Begin

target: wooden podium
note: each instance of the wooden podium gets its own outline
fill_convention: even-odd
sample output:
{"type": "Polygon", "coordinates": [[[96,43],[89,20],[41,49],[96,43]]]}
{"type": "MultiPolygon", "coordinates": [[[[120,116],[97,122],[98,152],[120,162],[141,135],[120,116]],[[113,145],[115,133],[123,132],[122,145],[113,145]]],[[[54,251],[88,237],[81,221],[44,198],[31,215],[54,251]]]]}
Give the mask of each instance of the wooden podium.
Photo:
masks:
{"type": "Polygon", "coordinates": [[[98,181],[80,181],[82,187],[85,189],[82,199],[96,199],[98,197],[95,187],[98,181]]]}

End

▶ EXERCISE TASK:
Can you lay out the lines above as a two-column CSV with the headers input and answer? Use one row per block, with the block's text up to its answer in the first field and that answer in the second. Quote each field and turn its line breaks into spaces.

▶ RESULT FOR THIS EXERCISE:
input,answer
"target: wooden podium note: each instance of the wooden podium gets its own outline fill_convention: even-odd sample output: {""type"": ""Polygon"", ""coordinates"": [[[96,43],[89,20],[41,49],[96,43]]]} {""type"": ""MultiPolygon"", ""coordinates"": [[[[120,116],[97,122],[98,152],[120,162],[141,135],[120,116]],[[113,145],[115,133],[123,132],[122,145],[113,145]]],[[[54,251],[88,237],[81,221],[44,198],[31,215],[54,251]]]]} Give the mask of each instance of the wooden podium. Photo: masks:","{""type"": ""Polygon"", ""coordinates"": [[[98,181],[80,181],[82,187],[85,189],[82,199],[96,199],[98,197],[95,187],[98,181]]]}"